[start Material for this exercise]

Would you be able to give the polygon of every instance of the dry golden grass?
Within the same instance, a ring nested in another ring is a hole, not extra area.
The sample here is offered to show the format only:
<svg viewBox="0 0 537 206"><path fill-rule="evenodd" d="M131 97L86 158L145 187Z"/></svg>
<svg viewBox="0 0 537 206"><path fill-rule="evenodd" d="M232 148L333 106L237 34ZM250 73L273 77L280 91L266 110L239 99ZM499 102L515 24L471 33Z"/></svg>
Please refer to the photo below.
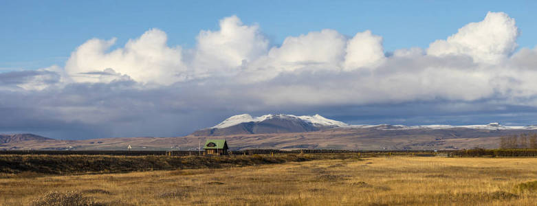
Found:
<svg viewBox="0 0 537 206"><path fill-rule="evenodd" d="M54 191L80 192L104 205L537 205L537 191L519 186L536 180L534 158L315 160L223 169L3 178L0 205L30 205Z"/></svg>

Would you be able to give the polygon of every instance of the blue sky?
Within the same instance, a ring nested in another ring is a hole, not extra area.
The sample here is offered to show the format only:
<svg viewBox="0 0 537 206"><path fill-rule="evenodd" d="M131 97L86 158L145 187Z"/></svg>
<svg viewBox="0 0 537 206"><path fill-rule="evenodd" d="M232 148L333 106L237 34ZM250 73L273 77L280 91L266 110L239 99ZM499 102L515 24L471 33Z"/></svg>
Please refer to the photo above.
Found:
<svg viewBox="0 0 537 206"><path fill-rule="evenodd" d="M537 124L534 1L2 1L0 133Z"/></svg>
<svg viewBox="0 0 537 206"><path fill-rule="evenodd" d="M288 36L333 29L353 36L370 30L386 52L426 47L462 25L501 11L515 19L521 47L536 46L535 1L2 1L0 68L63 65L91 38L118 38L121 45L149 28L168 34L169 45L192 47L201 30L237 15L258 23L272 44Z"/></svg>

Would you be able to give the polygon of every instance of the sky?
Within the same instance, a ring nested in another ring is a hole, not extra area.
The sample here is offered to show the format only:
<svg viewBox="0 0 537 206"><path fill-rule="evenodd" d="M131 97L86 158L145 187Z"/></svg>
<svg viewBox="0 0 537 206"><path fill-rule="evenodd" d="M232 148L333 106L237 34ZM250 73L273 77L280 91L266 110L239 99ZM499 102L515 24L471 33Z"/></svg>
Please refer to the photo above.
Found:
<svg viewBox="0 0 537 206"><path fill-rule="evenodd" d="M0 133L537 124L534 1L3 1Z"/></svg>

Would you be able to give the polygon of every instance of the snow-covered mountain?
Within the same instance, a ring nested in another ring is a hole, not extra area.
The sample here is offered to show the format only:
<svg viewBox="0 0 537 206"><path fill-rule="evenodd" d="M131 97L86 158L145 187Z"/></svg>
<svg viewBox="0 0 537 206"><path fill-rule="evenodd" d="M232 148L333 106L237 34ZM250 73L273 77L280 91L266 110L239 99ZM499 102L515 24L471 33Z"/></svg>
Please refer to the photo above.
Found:
<svg viewBox="0 0 537 206"><path fill-rule="evenodd" d="M533 130L537 126L507 126L497 122L483 125L452 126L444 124L404 126L391 124L349 125L319 115L296 116L277 114L252 117L248 114L232 116L212 127L197 130L195 136L220 136L241 134L290 133L318 131L324 129L350 128L372 130L437 130L472 129L479 130Z"/></svg>
<svg viewBox="0 0 537 206"><path fill-rule="evenodd" d="M348 124L315 115L296 116L277 114L252 117L248 114L232 116L215 126L197 130L195 136L239 134L288 133L317 131L324 128L347 127Z"/></svg>
<svg viewBox="0 0 537 206"><path fill-rule="evenodd" d="M221 122L220 124L217 124L216 126L211 128L223 128L237 125L241 123L252 122L263 122L271 119L289 119L289 120L300 119L305 122L311 123L312 125L316 126L340 127L340 126L349 126L348 124L343 123L342 122L327 119L319 115L315 115L313 116L306 116L306 115L295 116L292 115L284 115L284 114L278 114L278 115L269 114L261 117L252 117L248 114L242 114L242 115L232 116L228 119L226 119L226 120L223 120L223 122Z"/></svg>

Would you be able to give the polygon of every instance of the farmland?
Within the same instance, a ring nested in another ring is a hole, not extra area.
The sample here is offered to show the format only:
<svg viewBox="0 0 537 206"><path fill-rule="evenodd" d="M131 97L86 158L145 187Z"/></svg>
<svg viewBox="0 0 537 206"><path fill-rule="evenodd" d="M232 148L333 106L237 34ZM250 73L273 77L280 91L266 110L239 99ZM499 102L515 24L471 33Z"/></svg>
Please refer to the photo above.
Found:
<svg viewBox="0 0 537 206"><path fill-rule="evenodd" d="M296 157L274 158L289 155ZM228 164L220 168L4 174L0 179L0 205L50 203L46 201L55 196L93 205L535 205L537 202L535 158L318 155L330 157L305 154L311 156L310 161L289 159L278 164ZM269 156L255 155L273 158Z"/></svg>

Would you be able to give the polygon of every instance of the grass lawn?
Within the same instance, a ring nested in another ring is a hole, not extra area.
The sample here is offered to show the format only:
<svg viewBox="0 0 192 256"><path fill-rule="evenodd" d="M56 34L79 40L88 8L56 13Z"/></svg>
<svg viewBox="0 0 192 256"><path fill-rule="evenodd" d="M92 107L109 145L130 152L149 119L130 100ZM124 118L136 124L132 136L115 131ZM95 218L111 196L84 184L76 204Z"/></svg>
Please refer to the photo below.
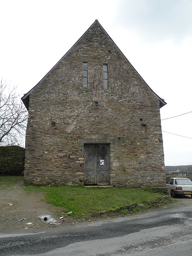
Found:
<svg viewBox="0 0 192 256"><path fill-rule="evenodd" d="M22 180L19 177L0 177L0 189L11 187ZM153 193L150 189L124 188L85 187L83 186L23 186L29 192L41 192L45 195L44 201L61 207L61 212L72 212L72 217L88 216L91 214L121 207L135 204L147 205L148 202L165 195ZM139 210L139 208L134 209ZM122 209L122 214L127 213Z"/></svg>
<svg viewBox="0 0 192 256"><path fill-rule="evenodd" d="M98 212L119 209L122 207L148 202L165 195L153 193L150 189L131 188L86 188L84 186L27 186L28 191L42 192L45 201L62 207L64 212L72 211L71 216L85 216ZM138 210L140 209L135 209ZM122 214L127 210L122 210Z"/></svg>

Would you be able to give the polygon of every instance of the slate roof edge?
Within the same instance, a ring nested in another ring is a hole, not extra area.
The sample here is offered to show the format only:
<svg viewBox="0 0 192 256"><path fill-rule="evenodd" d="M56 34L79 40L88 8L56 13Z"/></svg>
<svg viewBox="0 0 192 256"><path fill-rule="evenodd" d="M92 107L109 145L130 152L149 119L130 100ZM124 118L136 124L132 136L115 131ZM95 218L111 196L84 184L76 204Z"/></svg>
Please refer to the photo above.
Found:
<svg viewBox="0 0 192 256"><path fill-rule="evenodd" d="M119 49L119 48L116 45L116 44L115 44L115 43L114 42L114 41L113 40L113 39L111 38L109 35L108 34L108 33L106 32L106 31L105 30L105 29L103 28L103 27L101 25L101 24L99 22L98 20L95 20L93 22L93 24L88 28L88 29L87 29L87 30L85 31L85 32L84 33L84 34L78 39L78 40L77 40L77 41L76 43L75 43L75 44L68 51L67 51L67 52L65 53L65 54L64 54L63 56L63 57L62 57L61 58L61 59L56 63L56 64L55 65L54 65L54 66L52 67L52 68L51 70L50 70L45 75L45 76L44 76L43 77L43 78L37 84L36 84L36 85L35 85L34 87L33 87L32 88L32 89L31 89L30 90L29 90L28 93L25 93L24 94L23 96L23 97L21 98L21 100L22 100L24 104L25 105L25 106L26 107L26 108L27 108L27 110L28 110L28 108L29 108L29 95L30 93L35 89L35 88L38 85L38 84L40 83L41 83L41 82L42 81L43 81L44 80L44 78L45 78L49 75L49 74L50 72L51 72L51 71L54 69L54 68L60 62L60 61L64 58L64 57L68 54L68 53L69 52L70 52L70 50L71 50L71 49L73 48L73 47L74 47L74 46L77 44L78 44L78 43L79 42L79 41L80 41L80 40L81 40L81 38L84 36L84 35L87 33L87 32L90 29L91 29L91 27L96 22L97 22L99 24L99 25L101 26L101 27L103 29L103 30L105 32L110 38L111 39L111 40L112 41L112 42L113 42L113 43L115 44L115 45L116 46L116 48L117 48L117 49L119 50L119 52L123 55L123 56L124 57L124 58L125 58L125 59L127 60L127 61L128 62L128 63L131 65L131 67L134 69L134 70L135 71L135 72L136 72L136 73L140 77L140 78L143 80L143 81L144 82L144 83L147 85L147 86L150 89L150 90L156 96L159 100L160 102L160 108L161 108L162 107L163 107L163 106L164 106L165 105L166 105L167 104L163 99L161 99L161 98L160 98L160 97L159 97L159 96L158 96L156 93L155 93L148 85L148 84L147 84L147 83L144 80L144 79L142 78L142 77L140 75L140 74L137 72L137 71L135 69L135 68L133 67L133 66L129 61L128 60L128 59L127 58L125 57L125 56L124 55L124 54L121 51L121 50Z"/></svg>

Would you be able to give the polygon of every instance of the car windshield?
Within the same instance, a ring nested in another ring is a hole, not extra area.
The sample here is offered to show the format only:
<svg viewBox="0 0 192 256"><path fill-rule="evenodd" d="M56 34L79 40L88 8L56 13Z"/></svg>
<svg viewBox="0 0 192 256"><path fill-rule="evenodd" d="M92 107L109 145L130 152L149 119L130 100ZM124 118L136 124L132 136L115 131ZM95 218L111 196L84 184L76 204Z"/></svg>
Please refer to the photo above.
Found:
<svg viewBox="0 0 192 256"><path fill-rule="evenodd" d="M187 179L176 179L175 184L177 185L192 185L192 181Z"/></svg>

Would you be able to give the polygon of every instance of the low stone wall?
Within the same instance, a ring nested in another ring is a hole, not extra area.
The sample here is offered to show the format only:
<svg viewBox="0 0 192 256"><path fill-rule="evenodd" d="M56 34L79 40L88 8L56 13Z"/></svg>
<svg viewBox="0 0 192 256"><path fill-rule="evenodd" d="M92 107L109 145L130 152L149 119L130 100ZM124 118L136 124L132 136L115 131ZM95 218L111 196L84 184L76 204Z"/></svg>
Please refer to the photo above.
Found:
<svg viewBox="0 0 192 256"><path fill-rule="evenodd" d="M123 209L128 210L128 212L131 213L134 211L134 208L140 208L148 209L148 208L151 208L152 207L158 206L161 205L162 204L167 203L170 200L170 195L165 195L164 196L159 197L156 200L148 202L148 205L144 205L144 204L131 204L131 205L121 207L118 209L112 209L108 211L106 210L98 212L96 213L93 213L91 215L93 217L97 217L103 214L110 213L111 212L114 212L118 213L120 212Z"/></svg>
<svg viewBox="0 0 192 256"><path fill-rule="evenodd" d="M19 146L0 147L0 175L23 175L25 151Z"/></svg>
<svg viewBox="0 0 192 256"><path fill-rule="evenodd" d="M166 195L170 195L170 191L166 187L161 188L151 188L154 193L163 193Z"/></svg>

[end Material for this exercise]

- [Problem statement]
Convert the material from its first line through the line containing "36L333 29L353 36L370", both included, into a JSON list of strings with one string per line. Omit blank lines and leave out the pictures.

- [Response]
[
  "Would you be able to give the polygon of every instance of the dry golden grass?",
  "Within the same instance, a ring nested in another ring is a hole, not extra area.",
  "The sample here is offered to show the format only:",
  "<svg viewBox=\"0 0 537 206\"><path fill-rule=\"evenodd\" d=\"M131 97L86 158L145 187Z\"/></svg>",
  "<svg viewBox=\"0 0 537 206\"><path fill-rule=\"evenodd\" d=\"M232 148L333 106L237 34ZM250 73L273 77L280 91L266 110L239 99ZM499 102L515 24L471 33Z\"/></svg>",
  "Please refer to the photo below.",
  "Found:",
  "<svg viewBox=\"0 0 537 206\"><path fill-rule=\"evenodd\" d=\"M54 191L80 192L104 205L537 205L537 191L519 186L536 180L534 158L315 160L223 169L3 178L0 205L30 205Z\"/></svg>",
  "Would you be able to give the polygon of every instance of the blue sky?",
  "Within the same instance, a ring nested in another ring is a hole, not extra area.",
  "The sample here is offered to show the format only:",
  "<svg viewBox=\"0 0 537 206\"><path fill-rule=\"evenodd\" d=\"M131 97L86 158L145 187Z\"/></svg>",
  "<svg viewBox=\"0 0 537 206\"><path fill-rule=\"evenodd\" d=\"M232 148L333 106L237 34ZM250 73L273 77L280 91L266 110L239 99ZM499 102L515 24L471 33Z\"/></svg>",
  "Please refer to the photo above.",
  "Found:",
  "<svg viewBox=\"0 0 537 206\"><path fill-rule=\"evenodd\" d=\"M537 124L534 1L2 1L0 133Z\"/></svg>",
  "<svg viewBox=\"0 0 537 206\"><path fill-rule=\"evenodd\" d=\"M288 36L333 29L353 36L370 30L386 52L426 47L462 25L501 11L515 19L521 47L536 46L535 1L2 1L0 68L63 65L91 38L118 38L121 45L149 28L168 34L169 45L192 47L201 30L237 15L258 23L272 44Z\"/></svg>"
]